[Labeled object pointing entries]
________________

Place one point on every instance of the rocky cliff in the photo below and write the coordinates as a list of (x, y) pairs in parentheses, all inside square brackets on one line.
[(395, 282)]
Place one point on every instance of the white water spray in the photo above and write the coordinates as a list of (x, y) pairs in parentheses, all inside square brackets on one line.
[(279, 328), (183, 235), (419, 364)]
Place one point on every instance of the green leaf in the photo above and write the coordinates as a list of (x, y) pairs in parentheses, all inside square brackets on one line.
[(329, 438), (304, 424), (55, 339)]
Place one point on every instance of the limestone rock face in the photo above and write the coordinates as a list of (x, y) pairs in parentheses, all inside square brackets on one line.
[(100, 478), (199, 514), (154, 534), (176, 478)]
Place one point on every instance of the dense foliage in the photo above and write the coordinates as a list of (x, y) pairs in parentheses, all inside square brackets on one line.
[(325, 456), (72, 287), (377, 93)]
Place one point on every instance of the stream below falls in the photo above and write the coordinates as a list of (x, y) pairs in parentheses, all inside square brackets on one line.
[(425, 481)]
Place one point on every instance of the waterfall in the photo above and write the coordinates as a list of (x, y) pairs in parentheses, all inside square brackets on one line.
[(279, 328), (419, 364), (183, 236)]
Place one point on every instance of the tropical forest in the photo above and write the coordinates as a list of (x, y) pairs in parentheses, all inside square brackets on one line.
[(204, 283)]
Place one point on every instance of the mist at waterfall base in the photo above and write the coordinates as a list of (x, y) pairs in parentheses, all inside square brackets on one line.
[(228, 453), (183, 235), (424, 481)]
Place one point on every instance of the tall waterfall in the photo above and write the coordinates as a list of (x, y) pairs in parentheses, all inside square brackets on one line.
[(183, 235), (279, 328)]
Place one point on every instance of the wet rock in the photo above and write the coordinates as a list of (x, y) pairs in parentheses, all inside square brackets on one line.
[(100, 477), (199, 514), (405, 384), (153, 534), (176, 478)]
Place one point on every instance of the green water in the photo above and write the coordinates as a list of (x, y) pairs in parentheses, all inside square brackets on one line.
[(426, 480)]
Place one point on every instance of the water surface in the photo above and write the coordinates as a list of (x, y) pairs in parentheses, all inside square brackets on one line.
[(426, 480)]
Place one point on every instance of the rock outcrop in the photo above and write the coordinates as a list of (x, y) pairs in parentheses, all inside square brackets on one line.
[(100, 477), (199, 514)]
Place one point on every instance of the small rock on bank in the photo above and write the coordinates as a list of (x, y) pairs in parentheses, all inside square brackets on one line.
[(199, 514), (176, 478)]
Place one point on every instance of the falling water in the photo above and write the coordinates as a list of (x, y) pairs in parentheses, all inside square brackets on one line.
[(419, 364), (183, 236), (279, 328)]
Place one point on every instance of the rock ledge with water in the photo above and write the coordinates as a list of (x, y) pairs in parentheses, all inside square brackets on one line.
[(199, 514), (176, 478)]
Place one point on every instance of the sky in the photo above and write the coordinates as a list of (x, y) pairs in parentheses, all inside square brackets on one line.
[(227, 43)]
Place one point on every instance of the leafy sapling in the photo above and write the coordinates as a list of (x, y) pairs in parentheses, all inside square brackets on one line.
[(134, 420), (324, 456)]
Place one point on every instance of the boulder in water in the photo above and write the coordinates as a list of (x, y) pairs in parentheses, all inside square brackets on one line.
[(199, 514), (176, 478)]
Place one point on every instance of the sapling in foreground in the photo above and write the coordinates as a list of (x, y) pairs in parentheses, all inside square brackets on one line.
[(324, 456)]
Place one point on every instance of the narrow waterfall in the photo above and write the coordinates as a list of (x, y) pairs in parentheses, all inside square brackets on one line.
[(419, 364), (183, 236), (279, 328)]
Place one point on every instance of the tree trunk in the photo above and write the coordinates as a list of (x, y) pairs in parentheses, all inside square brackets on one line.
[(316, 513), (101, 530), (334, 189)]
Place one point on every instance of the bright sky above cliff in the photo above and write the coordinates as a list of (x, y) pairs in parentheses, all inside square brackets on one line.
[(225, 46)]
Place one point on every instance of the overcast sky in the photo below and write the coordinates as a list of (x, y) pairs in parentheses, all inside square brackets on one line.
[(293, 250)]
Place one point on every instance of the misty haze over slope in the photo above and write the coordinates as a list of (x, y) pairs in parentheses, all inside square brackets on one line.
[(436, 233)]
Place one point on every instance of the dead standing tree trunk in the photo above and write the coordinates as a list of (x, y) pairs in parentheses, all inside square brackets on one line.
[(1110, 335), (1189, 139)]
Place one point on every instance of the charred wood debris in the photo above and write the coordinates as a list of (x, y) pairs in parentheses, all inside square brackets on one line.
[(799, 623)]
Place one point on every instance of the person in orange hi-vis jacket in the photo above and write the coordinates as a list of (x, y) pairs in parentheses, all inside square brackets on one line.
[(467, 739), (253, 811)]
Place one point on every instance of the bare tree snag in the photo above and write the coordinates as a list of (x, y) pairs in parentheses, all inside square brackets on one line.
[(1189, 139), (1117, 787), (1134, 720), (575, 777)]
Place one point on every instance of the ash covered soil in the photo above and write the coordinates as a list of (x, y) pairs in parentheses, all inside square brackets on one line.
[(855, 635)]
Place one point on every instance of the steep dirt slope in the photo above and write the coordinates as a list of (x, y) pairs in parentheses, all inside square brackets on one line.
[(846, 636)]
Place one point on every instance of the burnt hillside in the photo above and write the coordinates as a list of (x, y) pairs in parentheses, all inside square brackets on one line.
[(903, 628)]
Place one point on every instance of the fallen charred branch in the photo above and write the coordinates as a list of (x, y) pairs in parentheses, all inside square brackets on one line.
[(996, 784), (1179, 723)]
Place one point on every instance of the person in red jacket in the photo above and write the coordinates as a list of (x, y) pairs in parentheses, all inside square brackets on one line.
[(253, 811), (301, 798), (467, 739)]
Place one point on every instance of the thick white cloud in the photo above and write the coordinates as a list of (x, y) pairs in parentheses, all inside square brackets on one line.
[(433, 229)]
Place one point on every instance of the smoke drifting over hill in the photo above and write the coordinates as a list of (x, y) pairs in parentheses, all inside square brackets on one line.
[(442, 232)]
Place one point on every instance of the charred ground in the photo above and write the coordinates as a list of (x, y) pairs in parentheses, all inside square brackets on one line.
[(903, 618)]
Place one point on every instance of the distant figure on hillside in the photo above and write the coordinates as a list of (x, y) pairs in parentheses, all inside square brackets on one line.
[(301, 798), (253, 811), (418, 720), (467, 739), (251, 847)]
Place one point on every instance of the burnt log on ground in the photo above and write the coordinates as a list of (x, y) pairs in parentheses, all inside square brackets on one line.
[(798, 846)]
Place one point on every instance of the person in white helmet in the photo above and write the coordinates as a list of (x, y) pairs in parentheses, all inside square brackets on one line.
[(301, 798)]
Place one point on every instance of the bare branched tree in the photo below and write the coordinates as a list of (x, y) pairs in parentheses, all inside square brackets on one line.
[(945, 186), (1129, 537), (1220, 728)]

________________

■ Directive ■
Give the lines of the listing as a Markdown table with the columns Row and Line, numbering each row and leaving out blank lines.

■ Result of this exercise ■
| Row | Line |
|---|---|
| 1 | Place one point on every instance of the rocky cliff in the photo below and write the coordinates as a list of (x, y) pairs in parentheses, all inside square brackets on one line. |
| 2 | [(395, 282)] |
| 3 | Place one point on every instance of the white water spray in the photo above and write the coordinates as a list of (x, y) pairs in parentheses, all inside square brackets on one line. |
| 4 | [(279, 328), (183, 235), (419, 364)] |
| 5 | Place one point on every instance of the green leaf in the photo above and write the coordinates as a list of (x, y) pairs in parentheses, all inside square brackets on one line. |
| 6 | [(329, 438), (304, 424), (55, 339)] |
| 7 | Place one point on every instance of the limestone rock face in the photo above and write the coordinates as a list of (x, y) pairs in parentheses, all inside square brackets on one line. |
| 8 | [(100, 478), (199, 514), (154, 534), (176, 478)] |
| 9 | Place one point on every instance of the dense foliage in the photo above and write the coordinates as a list of (x, y) pairs in parentheses, all inside square brackets on one line. |
| 10 | [(325, 456), (72, 287), (377, 93)] |
| 11 | Place one point on every instance of the stream below falls in the photo above and write the coordinates as a list of (x, y) pairs in parentheses, all inside square brackets on one line. |
| 12 | [(425, 481)] |
| 13 | Place one point on every instance of the waterfall in the photo above and write the coordinates as a list of (x, y) pairs in parentheses, all inside square brackets on one line. |
| 14 | [(279, 328), (419, 364), (183, 236)] |
| 15 | Place one point on every instance of the tropical forest in the photo above and write the coordinates as a list of (x, y) pairs in parentheses, all inside square brackets on one line. |
| 16 | [(204, 283)] |
| 17 | Place one point on every instance of the mist at waterfall base in the photo above and write the coordinates as a list of (x, y) pairs in parentheses, all inside square brackets on one line. |
| 18 | [(228, 453), (183, 235), (424, 481)] |
| 19 | Place one point on every instance of the tall waterfall in the photo above and write the coordinates as a list of (x, y) pairs in parentheses, all inside square brackets on one line. |
| 20 | [(183, 235), (279, 328)] |
| 21 | Place one point on every instance of the wet rock in the photo above and write the coordinates as a list of (x, y) pairs in parentheses, all inside square brackets on one line. |
| 22 | [(100, 477), (199, 514), (405, 384), (153, 534), (176, 478)] |
| 23 | Place one point on every instance of the green water in the photo above and write the coordinates as a list of (x, y) pairs in parentheses, all inside square brackets on one line. |
| 24 | [(426, 480)] |
| 25 | Place one point on every instance of the water surface in the photo above and write the coordinates as a list of (x, y) pairs in parentheses, all inside square brackets on one line. |
| 26 | [(426, 480)] |
| 27 | Place one point on every instance of the rock outcrop in the photo above and write the coordinates as a list of (x, y) pairs in parentheses, all inside square brackets on one line. |
| 28 | [(100, 477), (199, 514)] |
| 29 | Place one point on every instance of the small rock on bank in the photo above and write the coordinates as a list of (x, y) pairs in parentheses, all inside square brackets on one line. |
| 30 | [(199, 514), (176, 478)] |
| 31 | Place one point on every instance of the falling water in the photo above and write the coordinates as a list of (x, y) pairs in parentheses, all inside square brackets on one line. |
| 32 | [(419, 364), (183, 236), (279, 328)] |
| 33 | Place one point on every instance of the rock ledge with water in the photo above and write the coordinates as a list of (x, y) pairs in parentheses, all inside square brackets on one line. |
| 34 | [(199, 514), (176, 478)] |
| 35 | Place one point on every instance of the sky in the photo above and write the coordinates as a list of (x, y) pairs in parentheses, all inside square brackets on one line. |
| 36 | [(227, 43)] |
| 37 | Place one point on every instance of the leafy sapling in the photo above and write the coordinates as a list of (x, y) pairs in parentheses, all inside square brackets on one line. |
| 38 | [(134, 420), (324, 456)] |
| 39 | Place one point on every instance of the boulder in water in the photo above and write the coordinates as a list of (x, y) pairs in parentheses, all inside square brackets on one line. |
| 40 | [(199, 514), (176, 478)] |
| 41 | Place one point on every instance of the sapling in foreground in the photo above and write the coordinates as a list of (x, y) pairs in parentheses, all inside square brackets on one line. |
| 42 | [(324, 456)] |
| 43 | Place one point on every instance of the narrow waterfall in the photo above and write the coordinates as a list of (x, y) pairs in parentheses, all inside square brackets on one line. |
| 44 | [(419, 364), (183, 236), (279, 328)] |
| 45 | Place one point on every instance of the tree trunk in the photo above and write the coordinates as a list of (x, y) pairs in parentheses, all inside square brackets on one line. |
| 46 | [(316, 513), (101, 530), (334, 189)] |
| 47 | Place one point on every instance of the bright sky above cliff in the photo above and write the coordinates as a list of (x, y) pairs in parentheses, all inside square brackets on one line. |
| 48 | [(225, 46)] |
| 49 | Place one point on every instance of the overcast sky in the photo below and write the coordinates as a list of (x, y) pairs in parentheses, all inside square brackets on one line. |
| 50 | [(293, 250)] |
| 51 | Place one point on every instance of the misty haze over slope in the photo above and write the coordinates as a list of (x, y) pairs in parentheses, all inside square brackets on one line. |
| 52 | [(436, 233)] |
| 53 | Place one point on every instance of the dead standing tree trunk in the photo above and write the coordinates as a list of (x, y) pairs in parentheses, all inside square brackets on one line. |
| 54 | [(1110, 335), (1189, 139)] |
| 55 | Place one point on every instance of the charred wood debris in the photo above and write the coordinates as a list of (x, y) pairs in parentheses, all inside square brackets on one line. |
| 56 | [(799, 623)] |
| 57 | Place one point on every instance of the person in orange hi-vis jacket in the photo above and write the coordinates as a list of (x, y) pairs in parentheses, all inside square brackets on one line. |
| 58 | [(467, 739), (253, 811)] |
| 59 | Place one point on every instance of the bare tree snag in the photo above and write the coordinates as a list of (x, y) pairs in parentheses, all inside square brackets on one line. |
| 60 | [(1189, 139), (1117, 787), (1134, 720), (575, 777)] |
| 61 | Place one point on every instance of the ash covered soil in the photo above and write the coordinates as a list of (x, y) pairs in parentheses, all inside square brackets on one line. |
| 62 | [(855, 635)] |
| 63 | Place one point on every instance of the steep dirt slope in the photo above and write the coordinates as a list of (x, y) pairs in parentheses, all inside square brackets on one line. |
| 64 | [(846, 636)] |
| 65 | Place one point on every instance of the burnt hillside in the photo above and write the coordinates as a list of (x, y) pairs in parentheses, all inside square brackets on one line. |
| 66 | [(903, 628)] |
| 67 | Place one point on every instance of the fallen charred branch in the photo above and write the coordinates as a list of (x, y) pairs in parentheses, all inside square brackets on one line. |
| 68 | [(996, 784), (1179, 723)] |
| 69 | Place one point on every instance of the person in red jacket in the photo above and write the coordinates as a list of (x, y) pairs in parentheses, all inside square brackets on one line. |
| 70 | [(253, 811), (301, 798), (467, 739)] |
| 71 | Place one point on every instance of the thick white cloud in the photo above and write the coordinates as a list of (x, y) pairs in parentheses, all inside square brackets on one line. |
| 72 | [(433, 229)] |
| 73 | Place one point on every instance of the smoke drifting over hill in the photo above and write the coordinates as a list of (x, y) pairs in parentheses, all inside square brackets on one line. |
| 74 | [(442, 232)] |
| 75 | Place one point on every instance of the charred ground in the photo above and write the coordinates as a list of (x, y) pairs in parentheses, all inside square brackets on one line. |
| 76 | [(903, 618)] |
| 77 | Place one point on every instance of the distant figure on hillside in the photo above and write the coordinates as a list of (x, y) pairs in parentheses, all inside square brackets on one line. |
| 78 | [(301, 798), (253, 811), (418, 720), (467, 739), (251, 847)] |
| 79 | Place one point on every instance of the burnt log on ground in the photo above and write the coordinates as a list of (x, y) pairs in parentheses, all inside square brackets on one line. |
| 80 | [(798, 846)] |
| 81 | Place one point on every instance of the person in white helmet in the photo above and write the coordinates as a list of (x, y) pairs in parentheses, all inside square brackets on one line. |
| 82 | [(301, 798)] |
| 83 | Place one point on every instance of the bare branched tree in the photo below and write the coordinates as a list of (x, y) pairs in parentheses, all inside square brackets on one line. |
| 84 | [(945, 186), (1129, 537), (1220, 728)] |